THE RECORDS START

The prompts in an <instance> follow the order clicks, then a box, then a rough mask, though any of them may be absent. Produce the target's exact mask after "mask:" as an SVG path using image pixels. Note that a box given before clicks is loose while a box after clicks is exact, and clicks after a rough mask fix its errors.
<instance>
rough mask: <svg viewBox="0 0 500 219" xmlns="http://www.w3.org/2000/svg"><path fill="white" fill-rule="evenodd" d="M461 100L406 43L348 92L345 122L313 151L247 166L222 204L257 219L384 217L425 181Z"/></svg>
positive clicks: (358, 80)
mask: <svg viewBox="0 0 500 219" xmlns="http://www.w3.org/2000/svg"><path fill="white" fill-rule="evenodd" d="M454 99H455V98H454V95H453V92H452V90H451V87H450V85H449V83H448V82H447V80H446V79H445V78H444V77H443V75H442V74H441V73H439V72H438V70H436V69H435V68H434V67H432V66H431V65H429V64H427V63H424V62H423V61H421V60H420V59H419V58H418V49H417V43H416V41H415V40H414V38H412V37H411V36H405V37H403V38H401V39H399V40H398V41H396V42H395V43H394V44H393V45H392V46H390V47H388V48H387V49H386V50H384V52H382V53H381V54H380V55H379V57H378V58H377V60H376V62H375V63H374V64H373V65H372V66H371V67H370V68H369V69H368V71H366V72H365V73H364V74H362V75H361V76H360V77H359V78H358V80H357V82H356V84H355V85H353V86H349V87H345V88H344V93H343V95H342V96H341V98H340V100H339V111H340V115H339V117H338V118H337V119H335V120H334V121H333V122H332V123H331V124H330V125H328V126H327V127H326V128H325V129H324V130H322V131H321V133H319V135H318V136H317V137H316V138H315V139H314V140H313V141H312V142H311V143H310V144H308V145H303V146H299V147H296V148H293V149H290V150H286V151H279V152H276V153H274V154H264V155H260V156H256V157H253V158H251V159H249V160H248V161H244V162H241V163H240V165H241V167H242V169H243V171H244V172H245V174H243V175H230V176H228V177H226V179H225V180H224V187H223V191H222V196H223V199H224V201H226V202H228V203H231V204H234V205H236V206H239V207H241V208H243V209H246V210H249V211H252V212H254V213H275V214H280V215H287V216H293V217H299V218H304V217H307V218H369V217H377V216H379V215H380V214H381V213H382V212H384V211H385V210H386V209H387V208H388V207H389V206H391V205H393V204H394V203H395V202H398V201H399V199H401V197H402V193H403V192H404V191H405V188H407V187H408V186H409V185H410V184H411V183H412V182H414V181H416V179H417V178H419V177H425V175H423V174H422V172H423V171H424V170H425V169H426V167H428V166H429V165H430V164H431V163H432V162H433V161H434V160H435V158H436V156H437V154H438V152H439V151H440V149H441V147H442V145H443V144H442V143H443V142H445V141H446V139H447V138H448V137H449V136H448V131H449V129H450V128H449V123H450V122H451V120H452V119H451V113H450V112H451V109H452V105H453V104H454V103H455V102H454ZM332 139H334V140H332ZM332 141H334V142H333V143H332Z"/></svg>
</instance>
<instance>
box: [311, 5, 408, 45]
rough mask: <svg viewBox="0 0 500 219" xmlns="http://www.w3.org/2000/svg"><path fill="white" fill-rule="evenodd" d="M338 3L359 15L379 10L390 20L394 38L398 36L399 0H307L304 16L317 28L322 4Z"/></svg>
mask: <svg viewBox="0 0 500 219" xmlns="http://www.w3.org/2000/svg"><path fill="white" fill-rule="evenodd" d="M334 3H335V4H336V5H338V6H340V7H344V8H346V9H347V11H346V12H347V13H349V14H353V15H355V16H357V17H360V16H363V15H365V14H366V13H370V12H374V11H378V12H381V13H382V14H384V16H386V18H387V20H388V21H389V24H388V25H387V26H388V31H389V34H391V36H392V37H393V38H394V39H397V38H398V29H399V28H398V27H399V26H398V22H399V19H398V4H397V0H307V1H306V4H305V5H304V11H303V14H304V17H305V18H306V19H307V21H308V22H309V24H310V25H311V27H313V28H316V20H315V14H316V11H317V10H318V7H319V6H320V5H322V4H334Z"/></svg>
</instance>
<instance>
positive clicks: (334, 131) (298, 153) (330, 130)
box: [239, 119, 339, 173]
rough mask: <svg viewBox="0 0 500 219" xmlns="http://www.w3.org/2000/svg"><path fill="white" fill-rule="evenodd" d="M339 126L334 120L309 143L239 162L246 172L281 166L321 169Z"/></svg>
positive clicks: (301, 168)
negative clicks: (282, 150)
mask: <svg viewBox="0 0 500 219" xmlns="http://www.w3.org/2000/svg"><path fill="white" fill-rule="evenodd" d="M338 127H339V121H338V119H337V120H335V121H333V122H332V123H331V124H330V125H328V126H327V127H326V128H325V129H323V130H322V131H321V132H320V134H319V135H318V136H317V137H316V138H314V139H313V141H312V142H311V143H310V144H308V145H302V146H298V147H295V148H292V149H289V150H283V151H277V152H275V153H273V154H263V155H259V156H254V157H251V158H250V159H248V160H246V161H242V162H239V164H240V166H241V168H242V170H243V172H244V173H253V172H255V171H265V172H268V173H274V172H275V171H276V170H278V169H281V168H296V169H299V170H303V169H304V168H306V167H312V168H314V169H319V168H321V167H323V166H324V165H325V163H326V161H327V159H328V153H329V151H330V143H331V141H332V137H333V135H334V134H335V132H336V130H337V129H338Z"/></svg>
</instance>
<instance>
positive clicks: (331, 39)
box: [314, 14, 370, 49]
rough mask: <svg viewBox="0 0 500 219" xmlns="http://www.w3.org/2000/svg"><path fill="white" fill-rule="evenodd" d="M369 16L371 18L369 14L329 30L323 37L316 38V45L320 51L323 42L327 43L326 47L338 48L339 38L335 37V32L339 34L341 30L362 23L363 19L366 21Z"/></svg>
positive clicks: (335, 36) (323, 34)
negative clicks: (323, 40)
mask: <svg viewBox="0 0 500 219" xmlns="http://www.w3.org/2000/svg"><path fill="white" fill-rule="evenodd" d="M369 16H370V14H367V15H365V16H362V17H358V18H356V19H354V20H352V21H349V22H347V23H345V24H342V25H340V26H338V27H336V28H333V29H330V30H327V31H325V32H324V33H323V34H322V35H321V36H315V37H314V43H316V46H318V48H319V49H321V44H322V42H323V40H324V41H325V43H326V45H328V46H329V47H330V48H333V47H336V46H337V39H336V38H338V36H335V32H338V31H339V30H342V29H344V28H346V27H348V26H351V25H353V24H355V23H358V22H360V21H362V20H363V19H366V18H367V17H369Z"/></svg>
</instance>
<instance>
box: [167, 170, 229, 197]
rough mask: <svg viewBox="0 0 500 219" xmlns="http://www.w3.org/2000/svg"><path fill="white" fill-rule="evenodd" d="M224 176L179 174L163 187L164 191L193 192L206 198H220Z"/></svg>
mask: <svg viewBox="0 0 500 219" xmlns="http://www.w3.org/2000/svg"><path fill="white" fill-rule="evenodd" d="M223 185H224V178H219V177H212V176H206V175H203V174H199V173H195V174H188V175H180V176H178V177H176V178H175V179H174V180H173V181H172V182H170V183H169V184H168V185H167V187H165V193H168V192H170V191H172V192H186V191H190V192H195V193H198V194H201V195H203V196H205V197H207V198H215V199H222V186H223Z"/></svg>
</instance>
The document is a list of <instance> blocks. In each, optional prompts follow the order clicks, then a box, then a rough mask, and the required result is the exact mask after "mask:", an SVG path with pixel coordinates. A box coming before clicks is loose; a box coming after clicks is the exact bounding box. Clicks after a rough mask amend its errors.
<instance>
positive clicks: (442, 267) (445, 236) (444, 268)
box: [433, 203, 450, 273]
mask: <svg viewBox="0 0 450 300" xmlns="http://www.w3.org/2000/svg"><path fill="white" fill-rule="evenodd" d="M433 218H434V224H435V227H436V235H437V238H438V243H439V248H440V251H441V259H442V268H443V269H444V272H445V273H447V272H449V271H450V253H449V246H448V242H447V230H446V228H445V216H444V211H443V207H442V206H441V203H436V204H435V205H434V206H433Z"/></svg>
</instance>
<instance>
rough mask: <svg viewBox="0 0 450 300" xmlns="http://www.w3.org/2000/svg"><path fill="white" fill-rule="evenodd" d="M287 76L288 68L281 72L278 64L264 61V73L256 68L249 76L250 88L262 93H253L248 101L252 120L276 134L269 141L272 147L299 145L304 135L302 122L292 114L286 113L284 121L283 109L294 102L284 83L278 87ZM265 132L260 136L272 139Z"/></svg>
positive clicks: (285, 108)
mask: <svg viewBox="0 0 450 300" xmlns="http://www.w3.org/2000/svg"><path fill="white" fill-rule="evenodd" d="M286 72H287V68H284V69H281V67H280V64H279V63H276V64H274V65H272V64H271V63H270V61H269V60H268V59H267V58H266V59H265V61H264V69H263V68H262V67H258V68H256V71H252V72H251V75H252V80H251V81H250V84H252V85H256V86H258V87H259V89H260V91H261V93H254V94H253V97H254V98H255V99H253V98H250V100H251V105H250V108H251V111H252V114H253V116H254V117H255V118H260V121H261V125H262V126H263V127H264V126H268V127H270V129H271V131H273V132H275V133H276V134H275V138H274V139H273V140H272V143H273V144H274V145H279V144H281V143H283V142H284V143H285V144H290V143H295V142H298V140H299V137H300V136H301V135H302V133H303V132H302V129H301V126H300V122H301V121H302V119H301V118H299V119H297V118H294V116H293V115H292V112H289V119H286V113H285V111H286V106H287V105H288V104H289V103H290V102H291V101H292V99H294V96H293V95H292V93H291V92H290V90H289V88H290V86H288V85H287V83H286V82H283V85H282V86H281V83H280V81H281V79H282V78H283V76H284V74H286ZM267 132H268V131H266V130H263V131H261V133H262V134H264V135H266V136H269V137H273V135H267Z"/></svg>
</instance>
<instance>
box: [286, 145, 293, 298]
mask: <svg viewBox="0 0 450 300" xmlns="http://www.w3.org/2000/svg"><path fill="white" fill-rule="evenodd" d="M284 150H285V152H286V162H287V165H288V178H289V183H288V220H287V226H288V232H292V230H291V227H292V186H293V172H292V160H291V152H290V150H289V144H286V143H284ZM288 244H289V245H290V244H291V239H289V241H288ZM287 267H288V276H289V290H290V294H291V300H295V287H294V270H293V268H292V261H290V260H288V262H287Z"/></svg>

THE RECORDS END

(EXERCISE) Please go through the entries and show every line with the word "before".

(RESPONSE BELOW)
The prompts in an <instance> follow the order clicks, then a box, then a rough mask, though any of them may be absent. Produce the target's exact mask after "mask:" as an SVG path using image pixels. Note that a box given before clicks is loose while a box after clicks is exact, and clicks after a rough mask fix its errors.
The document is a list of <instance> blocks. In each, optional prompts follow the order clicks, then a box, then a rough mask, and the required result is the exact mask after "mask:", an SVG path with pixel coordinates. A box coming before clicks is loose; a box coming after clicks is the exact bounding box. Clicks after a rough mask amend its errors.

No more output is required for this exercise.